Copy the lines word for word, from the very first one through the line that contains "[(833, 147)]", including both of those lines.
++++ Data lines
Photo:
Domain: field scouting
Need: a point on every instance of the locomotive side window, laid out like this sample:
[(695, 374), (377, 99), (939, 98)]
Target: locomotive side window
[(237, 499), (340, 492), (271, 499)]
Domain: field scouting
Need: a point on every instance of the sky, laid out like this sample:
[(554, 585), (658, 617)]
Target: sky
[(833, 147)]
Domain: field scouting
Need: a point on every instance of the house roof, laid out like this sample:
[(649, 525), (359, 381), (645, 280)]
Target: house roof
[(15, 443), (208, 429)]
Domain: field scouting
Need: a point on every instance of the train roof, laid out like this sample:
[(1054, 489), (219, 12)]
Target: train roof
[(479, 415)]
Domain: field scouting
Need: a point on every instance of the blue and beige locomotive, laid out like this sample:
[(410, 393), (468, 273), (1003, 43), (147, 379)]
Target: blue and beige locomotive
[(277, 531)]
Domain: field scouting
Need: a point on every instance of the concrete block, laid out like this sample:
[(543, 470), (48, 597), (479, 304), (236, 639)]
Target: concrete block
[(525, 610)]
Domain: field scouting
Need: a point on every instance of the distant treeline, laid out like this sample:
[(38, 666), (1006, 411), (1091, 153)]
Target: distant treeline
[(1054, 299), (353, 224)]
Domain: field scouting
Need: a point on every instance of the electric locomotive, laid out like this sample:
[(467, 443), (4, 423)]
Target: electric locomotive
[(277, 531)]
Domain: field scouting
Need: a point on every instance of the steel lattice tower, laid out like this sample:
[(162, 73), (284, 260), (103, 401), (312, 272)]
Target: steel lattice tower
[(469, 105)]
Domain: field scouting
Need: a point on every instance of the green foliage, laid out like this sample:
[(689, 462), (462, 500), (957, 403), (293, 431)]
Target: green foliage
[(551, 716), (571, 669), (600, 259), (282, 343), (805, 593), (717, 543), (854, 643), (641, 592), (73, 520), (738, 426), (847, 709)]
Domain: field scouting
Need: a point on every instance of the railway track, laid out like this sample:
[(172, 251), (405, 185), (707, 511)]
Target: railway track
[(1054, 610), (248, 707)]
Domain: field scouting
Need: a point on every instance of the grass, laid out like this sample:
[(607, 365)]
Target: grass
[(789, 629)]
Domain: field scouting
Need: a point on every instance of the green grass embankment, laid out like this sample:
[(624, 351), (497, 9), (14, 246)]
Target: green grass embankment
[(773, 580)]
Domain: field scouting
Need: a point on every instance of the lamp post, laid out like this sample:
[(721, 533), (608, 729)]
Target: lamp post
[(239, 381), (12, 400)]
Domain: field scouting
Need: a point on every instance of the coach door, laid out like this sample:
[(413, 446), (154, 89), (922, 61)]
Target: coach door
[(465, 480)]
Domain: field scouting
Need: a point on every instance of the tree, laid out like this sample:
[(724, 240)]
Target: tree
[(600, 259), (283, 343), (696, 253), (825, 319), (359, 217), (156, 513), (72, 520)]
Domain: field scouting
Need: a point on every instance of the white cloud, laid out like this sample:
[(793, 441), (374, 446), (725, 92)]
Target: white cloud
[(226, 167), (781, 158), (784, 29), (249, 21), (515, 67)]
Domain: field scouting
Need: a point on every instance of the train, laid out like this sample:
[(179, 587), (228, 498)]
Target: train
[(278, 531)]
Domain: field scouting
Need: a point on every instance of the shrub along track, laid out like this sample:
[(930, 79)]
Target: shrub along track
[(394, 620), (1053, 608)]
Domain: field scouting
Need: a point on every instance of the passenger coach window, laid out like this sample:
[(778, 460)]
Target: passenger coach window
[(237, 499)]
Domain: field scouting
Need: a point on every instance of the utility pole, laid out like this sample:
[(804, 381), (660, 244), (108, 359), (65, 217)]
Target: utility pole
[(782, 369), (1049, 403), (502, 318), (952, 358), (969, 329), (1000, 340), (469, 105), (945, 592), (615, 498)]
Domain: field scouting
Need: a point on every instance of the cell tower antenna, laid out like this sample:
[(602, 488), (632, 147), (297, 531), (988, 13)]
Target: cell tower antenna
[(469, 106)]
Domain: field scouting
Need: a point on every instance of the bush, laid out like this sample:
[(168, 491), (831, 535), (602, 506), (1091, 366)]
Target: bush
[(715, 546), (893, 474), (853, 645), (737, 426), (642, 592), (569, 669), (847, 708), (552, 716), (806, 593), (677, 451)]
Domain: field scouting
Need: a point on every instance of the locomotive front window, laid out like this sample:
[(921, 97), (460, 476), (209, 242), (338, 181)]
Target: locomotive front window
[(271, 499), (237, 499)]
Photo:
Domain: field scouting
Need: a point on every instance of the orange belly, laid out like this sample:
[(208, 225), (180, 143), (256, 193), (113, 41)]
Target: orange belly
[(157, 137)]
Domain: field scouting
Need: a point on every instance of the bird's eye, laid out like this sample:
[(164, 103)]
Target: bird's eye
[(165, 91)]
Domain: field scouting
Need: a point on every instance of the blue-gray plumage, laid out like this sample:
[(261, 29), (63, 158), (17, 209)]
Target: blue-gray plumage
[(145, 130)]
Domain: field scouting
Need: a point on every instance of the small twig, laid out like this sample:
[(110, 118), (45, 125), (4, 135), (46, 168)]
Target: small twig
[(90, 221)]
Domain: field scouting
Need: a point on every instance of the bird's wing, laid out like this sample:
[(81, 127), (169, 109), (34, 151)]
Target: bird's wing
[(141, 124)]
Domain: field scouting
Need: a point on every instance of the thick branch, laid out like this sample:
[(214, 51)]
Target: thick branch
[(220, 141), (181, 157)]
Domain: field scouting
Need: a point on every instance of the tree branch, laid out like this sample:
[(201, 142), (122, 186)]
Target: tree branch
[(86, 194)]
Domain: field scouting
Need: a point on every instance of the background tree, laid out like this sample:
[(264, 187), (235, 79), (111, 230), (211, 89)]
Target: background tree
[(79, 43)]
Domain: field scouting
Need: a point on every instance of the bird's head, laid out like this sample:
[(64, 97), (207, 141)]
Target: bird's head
++++++++
* Correct answer:
Photo:
Domain: field scouting
Need: a point on every instance of the locomotive side window, laid out like this sample:
[(695, 374), (377, 99), (939, 98)]
Target: locomotive side window
[(237, 499), (340, 492), (271, 499)]
Domain: field scouting
Need: a point on every instance of the sky, laid out like this sample:
[(554, 585), (658, 617)]
Target: sky
[(833, 147)]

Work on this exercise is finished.